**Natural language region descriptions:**
********************

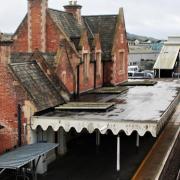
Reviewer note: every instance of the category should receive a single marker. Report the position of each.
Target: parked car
(141, 75)
(176, 75)
(132, 70)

********************

**Task instructions:** Your answer must be an exact copy of every entry, with the pictures left out.

**Result of the exercise:**
Reviewer note: every instance of the category should receive a single marker. Report the position of each.
Target: parked car
(141, 75)
(176, 75)
(132, 70)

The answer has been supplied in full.